* **EXTRACTED TEXT**
------------
Reputation: 361
I've been trying to run this query and I keep getting the resources exceeded error despite setting Allow Large results to true and setting the destination table. I tried adding a limit as well. Is there any way I can optimize the query to avoid this error?
SELECT
repo_name,
commit,
parent,
subject,
message,
difference.*
FROM
FLATTEN(FLATTEN([bigquery-public-data:github_repos.commits], repo_name), parent)
WHERE
(REGEXP_MATCH(message,r'(?i:null pointer dereference)'))
LIMIT
5000000
Thank you very much!
Upvotes: 1
Views: 193
Reputation: 33705
It worked for me (and took about a minute and a half):
#standardSQL
SELECT
repo_name,
commit,
parent,
subject,
message,
difference
FROM
`bigquery-public-data.github_repos.commits`
CROSS JOIN UNNEST(repo_name) AS repo_name
CROSS JOIN UNNEST(parent) AS parent
WHERE
REGEXP_CONTAINS(message, r'(?i:null pointer dereference)');
I suspect that legacy SQL in BigQuery is worse at handling this kind of thing. As an aside, though: is there a reason that you want to flatten the repo_name
and parent
arrays? Without flattening, the query would produce 37,073 rows, whereas with flattening, it produces 11,419,166. Depending on the kind of analysis that you want to do, you may not need to flatten the data at all.
------------
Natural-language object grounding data
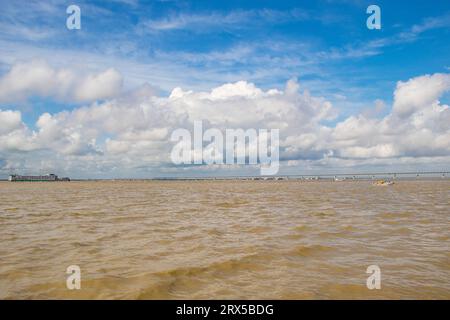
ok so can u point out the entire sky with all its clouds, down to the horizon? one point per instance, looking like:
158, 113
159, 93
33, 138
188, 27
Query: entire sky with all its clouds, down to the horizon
102, 101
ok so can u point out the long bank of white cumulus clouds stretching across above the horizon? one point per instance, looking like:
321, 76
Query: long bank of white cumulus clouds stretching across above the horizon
132, 132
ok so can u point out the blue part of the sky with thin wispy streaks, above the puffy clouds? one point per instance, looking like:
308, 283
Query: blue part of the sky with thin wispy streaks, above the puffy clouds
200, 45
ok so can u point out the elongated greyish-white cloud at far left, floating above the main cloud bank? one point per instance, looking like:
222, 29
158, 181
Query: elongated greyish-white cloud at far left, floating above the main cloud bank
37, 78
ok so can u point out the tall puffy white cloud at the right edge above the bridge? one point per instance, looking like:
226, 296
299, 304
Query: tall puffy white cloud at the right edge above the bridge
418, 125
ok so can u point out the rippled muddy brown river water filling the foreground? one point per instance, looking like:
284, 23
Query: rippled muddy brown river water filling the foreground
225, 239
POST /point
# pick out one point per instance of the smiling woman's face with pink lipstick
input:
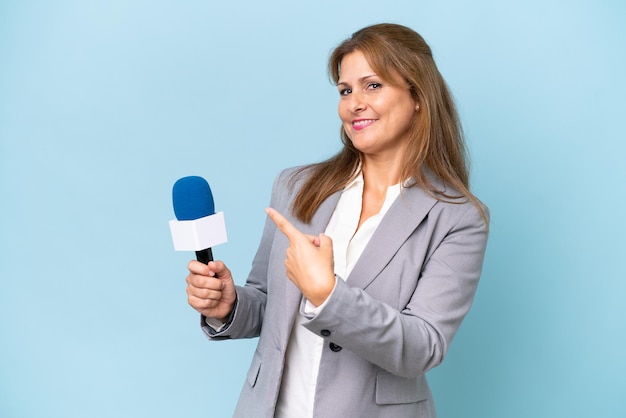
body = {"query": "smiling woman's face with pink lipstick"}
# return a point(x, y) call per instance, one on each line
point(376, 115)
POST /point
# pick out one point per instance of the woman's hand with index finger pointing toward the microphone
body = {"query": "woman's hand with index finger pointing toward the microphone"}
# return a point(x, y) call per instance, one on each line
point(308, 261)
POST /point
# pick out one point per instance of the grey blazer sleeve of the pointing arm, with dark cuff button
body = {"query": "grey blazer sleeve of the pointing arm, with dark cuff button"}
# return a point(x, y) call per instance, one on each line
point(411, 340)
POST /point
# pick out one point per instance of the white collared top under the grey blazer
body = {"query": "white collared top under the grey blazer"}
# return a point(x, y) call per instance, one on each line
point(304, 351)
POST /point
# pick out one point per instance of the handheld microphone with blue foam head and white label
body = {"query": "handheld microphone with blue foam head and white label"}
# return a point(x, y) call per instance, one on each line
point(197, 227)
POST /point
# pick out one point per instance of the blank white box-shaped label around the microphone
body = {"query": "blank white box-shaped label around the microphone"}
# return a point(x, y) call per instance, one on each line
point(199, 234)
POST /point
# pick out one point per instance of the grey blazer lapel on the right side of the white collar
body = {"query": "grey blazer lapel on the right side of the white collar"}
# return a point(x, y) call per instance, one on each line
point(402, 218)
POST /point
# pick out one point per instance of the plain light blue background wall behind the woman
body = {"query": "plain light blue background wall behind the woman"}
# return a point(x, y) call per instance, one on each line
point(104, 104)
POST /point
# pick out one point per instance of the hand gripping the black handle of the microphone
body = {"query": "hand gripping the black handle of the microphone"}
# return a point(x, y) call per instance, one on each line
point(210, 289)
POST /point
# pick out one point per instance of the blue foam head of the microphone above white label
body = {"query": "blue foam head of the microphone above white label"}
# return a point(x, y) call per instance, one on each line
point(192, 198)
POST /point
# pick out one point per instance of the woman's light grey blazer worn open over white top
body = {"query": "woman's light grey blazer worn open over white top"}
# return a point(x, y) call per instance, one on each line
point(390, 321)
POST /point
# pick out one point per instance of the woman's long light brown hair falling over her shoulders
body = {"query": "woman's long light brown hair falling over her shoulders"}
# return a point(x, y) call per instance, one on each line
point(436, 138)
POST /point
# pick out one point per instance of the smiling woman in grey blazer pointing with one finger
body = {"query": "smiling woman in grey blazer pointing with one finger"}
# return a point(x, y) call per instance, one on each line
point(368, 261)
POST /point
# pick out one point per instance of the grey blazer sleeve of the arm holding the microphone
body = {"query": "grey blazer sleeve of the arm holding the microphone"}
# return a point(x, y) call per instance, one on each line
point(246, 319)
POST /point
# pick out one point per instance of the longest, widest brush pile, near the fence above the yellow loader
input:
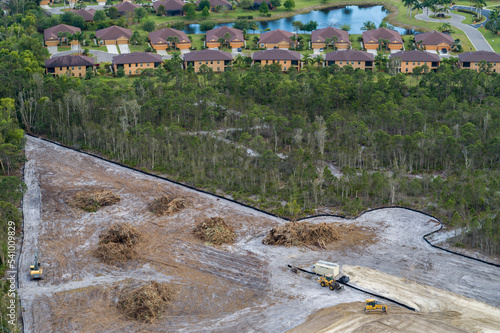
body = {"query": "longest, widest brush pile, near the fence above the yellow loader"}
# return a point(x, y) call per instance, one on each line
point(320, 234)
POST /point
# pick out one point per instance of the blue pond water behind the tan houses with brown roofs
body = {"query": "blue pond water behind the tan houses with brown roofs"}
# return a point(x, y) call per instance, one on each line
point(335, 17)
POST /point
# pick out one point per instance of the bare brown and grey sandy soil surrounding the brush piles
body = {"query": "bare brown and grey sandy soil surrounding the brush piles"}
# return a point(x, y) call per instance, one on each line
point(243, 287)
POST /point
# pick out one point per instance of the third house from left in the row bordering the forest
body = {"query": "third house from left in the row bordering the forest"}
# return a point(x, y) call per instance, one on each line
point(218, 61)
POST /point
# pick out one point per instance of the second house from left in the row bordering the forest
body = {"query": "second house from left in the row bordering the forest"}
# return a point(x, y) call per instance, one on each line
point(134, 63)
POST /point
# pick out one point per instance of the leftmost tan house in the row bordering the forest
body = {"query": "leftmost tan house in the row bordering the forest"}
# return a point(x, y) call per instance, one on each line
point(77, 65)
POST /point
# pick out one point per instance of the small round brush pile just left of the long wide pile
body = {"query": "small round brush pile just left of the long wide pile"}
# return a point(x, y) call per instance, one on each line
point(214, 230)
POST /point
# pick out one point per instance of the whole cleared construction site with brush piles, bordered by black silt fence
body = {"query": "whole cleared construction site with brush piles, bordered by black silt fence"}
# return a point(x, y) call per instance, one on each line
point(235, 283)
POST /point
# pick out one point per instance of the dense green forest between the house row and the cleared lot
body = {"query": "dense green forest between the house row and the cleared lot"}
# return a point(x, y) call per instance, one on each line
point(324, 140)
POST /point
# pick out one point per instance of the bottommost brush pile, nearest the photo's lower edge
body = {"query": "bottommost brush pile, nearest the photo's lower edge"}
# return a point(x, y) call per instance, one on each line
point(147, 302)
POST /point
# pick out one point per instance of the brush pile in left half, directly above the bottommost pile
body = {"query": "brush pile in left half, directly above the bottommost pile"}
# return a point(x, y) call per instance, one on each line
point(116, 245)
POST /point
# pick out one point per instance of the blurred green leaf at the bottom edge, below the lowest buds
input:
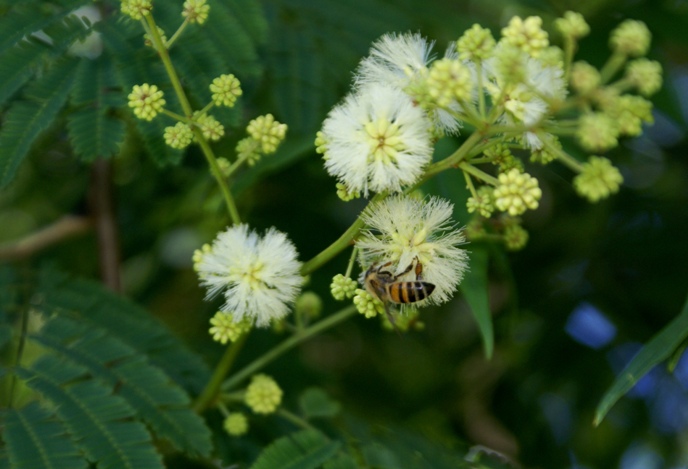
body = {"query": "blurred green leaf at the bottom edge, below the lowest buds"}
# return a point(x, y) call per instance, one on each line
point(302, 450)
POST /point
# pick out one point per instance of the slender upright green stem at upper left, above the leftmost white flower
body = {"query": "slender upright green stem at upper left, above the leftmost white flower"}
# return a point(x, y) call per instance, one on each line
point(188, 111)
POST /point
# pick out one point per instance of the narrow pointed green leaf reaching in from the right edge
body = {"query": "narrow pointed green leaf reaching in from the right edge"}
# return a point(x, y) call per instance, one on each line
point(658, 349)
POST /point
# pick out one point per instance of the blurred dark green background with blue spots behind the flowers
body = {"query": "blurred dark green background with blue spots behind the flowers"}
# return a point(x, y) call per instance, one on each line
point(592, 285)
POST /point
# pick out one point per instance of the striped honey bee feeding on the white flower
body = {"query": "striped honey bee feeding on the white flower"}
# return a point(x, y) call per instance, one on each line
point(386, 287)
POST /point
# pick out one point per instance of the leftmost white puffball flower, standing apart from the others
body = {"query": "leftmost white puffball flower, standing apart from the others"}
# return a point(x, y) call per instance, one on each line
point(259, 275)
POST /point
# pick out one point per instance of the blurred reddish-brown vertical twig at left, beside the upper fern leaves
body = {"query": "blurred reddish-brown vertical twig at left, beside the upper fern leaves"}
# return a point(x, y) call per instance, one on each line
point(102, 211)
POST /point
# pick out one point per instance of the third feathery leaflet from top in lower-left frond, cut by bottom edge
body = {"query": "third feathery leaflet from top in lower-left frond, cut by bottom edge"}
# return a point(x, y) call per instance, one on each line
point(100, 422)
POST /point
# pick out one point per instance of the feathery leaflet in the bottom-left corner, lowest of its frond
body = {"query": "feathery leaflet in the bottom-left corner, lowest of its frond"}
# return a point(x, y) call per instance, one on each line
point(36, 439)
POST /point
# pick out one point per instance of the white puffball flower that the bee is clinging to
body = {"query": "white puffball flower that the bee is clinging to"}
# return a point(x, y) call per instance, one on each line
point(402, 229)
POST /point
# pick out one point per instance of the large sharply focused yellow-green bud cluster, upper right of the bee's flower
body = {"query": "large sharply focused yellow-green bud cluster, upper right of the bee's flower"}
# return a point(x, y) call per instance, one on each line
point(517, 192)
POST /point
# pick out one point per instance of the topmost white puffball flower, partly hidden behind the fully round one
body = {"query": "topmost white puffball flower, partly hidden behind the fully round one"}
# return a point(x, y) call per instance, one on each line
point(399, 60)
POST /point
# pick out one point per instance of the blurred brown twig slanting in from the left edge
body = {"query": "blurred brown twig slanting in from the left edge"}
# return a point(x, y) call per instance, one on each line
point(66, 227)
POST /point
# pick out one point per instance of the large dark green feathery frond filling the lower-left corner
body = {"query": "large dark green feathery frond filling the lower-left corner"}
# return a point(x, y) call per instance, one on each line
point(108, 371)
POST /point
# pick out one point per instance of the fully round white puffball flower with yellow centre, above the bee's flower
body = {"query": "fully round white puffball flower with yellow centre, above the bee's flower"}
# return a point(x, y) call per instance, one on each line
point(377, 140)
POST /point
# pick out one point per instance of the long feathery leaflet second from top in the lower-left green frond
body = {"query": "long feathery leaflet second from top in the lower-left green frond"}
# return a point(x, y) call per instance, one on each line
point(159, 401)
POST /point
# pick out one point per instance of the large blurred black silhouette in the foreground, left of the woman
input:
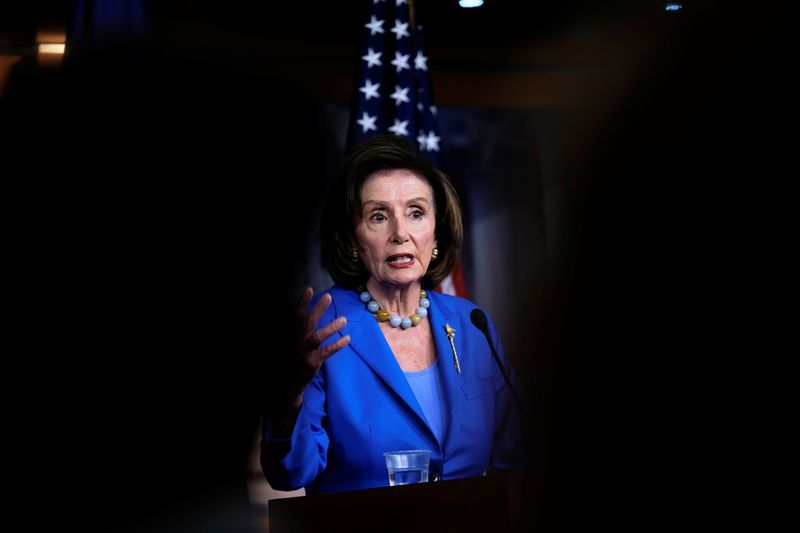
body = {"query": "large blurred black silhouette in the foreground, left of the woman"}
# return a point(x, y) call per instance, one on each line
point(150, 268)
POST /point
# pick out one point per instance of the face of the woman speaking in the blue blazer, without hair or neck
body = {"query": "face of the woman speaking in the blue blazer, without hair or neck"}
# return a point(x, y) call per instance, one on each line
point(396, 234)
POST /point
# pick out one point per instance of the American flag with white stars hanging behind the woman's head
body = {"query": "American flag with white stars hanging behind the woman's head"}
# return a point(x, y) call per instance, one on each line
point(393, 94)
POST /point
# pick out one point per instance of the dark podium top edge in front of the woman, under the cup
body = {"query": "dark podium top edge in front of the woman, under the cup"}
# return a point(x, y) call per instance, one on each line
point(491, 503)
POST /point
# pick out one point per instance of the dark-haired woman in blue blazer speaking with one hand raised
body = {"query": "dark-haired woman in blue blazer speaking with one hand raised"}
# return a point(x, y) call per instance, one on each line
point(393, 365)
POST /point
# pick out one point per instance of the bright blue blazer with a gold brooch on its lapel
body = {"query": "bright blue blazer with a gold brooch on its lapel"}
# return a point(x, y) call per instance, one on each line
point(360, 405)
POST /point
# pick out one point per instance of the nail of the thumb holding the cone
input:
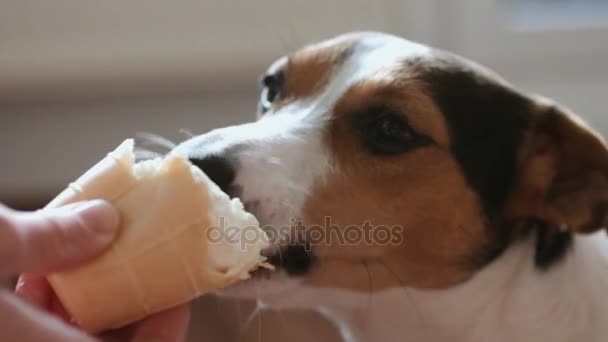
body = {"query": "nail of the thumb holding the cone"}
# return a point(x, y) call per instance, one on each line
point(99, 216)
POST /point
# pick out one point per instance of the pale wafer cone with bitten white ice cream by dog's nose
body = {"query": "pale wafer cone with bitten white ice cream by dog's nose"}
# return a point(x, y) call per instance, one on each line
point(162, 256)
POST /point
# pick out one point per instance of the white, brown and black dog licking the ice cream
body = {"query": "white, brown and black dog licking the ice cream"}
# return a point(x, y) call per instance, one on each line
point(500, 197)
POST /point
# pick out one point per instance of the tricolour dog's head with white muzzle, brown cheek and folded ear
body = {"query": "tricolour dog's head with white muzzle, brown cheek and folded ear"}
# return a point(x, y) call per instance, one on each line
point(409, 163)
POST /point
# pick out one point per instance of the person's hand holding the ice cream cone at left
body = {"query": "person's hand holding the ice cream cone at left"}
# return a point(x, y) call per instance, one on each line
point(44, 241)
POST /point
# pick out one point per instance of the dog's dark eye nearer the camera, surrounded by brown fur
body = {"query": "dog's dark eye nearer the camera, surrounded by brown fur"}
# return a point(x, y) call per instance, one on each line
point(386, 132)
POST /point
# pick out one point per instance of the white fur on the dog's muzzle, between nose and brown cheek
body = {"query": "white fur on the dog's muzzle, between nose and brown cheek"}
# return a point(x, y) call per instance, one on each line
point(279, 158)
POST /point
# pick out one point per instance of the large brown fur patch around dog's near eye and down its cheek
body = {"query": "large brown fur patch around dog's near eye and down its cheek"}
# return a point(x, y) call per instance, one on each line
point(441, 229)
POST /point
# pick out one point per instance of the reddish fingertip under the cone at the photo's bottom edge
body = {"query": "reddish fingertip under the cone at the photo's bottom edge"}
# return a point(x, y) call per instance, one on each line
point(168, 326)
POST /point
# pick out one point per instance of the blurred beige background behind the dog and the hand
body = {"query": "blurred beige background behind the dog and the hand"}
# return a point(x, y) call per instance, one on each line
point(79, 76)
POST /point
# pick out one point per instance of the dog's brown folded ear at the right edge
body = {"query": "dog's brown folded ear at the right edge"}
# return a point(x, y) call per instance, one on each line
point(563, 178)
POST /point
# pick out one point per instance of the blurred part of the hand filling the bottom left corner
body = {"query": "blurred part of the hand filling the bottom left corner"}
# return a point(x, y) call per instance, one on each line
point(22, 322)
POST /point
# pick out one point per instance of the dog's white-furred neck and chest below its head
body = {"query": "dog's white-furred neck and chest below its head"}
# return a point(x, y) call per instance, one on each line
point(509, 300)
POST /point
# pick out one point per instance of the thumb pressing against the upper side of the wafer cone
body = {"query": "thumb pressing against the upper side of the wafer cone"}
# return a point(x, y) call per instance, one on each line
point(55, 238)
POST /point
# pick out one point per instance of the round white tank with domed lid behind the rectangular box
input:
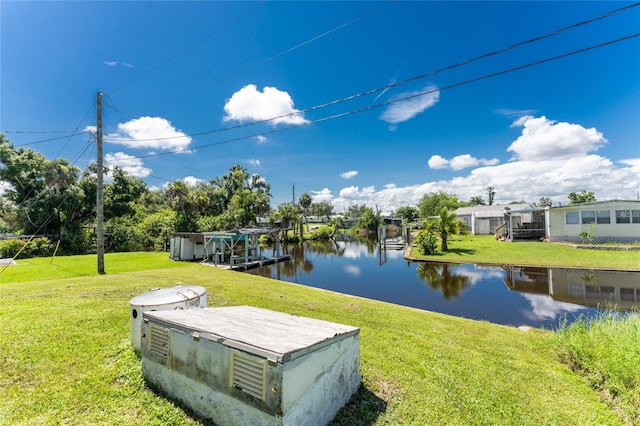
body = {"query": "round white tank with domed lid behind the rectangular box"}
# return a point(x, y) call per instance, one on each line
point(163, 299)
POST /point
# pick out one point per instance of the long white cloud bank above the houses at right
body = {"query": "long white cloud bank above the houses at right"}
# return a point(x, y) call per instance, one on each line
point(552, 160)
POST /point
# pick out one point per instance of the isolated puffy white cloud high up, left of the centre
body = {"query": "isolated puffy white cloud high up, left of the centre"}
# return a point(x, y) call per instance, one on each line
point(250, 104)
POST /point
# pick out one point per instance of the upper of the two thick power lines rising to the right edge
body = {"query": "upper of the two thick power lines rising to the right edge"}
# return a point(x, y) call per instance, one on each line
------------
* **ACTIVITY LIST**
1. Using the BigQuery thread, decide whether each statement agrees with it. Answer yes or no for each, and quote the deciding words exactly. (a) The query in the reply took about a minute and a half to run. (b) The person asking had not tried adding a limit to the query. (c) Flattening the arrays lowers the number of results the query produces.
2. Copy the passage of the BigQuery thread from "Reputation: 361" up to and including "(REGEXP_MATCH(message,r'(?i:null pointer dereference)'))".
These rows were taken from a separate source.

* **EXPECTED OUTPUTS**
1.
(a) Yes: "It worked for me (and took about a minute and a half)"
(b) No: "I tried adding a limit as well."
(c) No: "Without flattening, the query would produce 37,073 rows, whereas with flattening, it produces 11,419,166."

2.
Reputation: 361
I've been trying to run this query and I keep getting the resources exceeded error despite setting Allow Large results to true and setting the destination table. I tried adding a limit as well. Is there any way I can optimize the query to avoid this error?
SELECT
repo_name,
commit,
parent,
subject,
message,
difference.*
FROM
FLATTEN(FLATTEN([bigquery-public-data:github_repos.commits], repo_name), parent)
WHERE
(REGEXP_MATCH(message,r'(?i:null pointer dereference)'))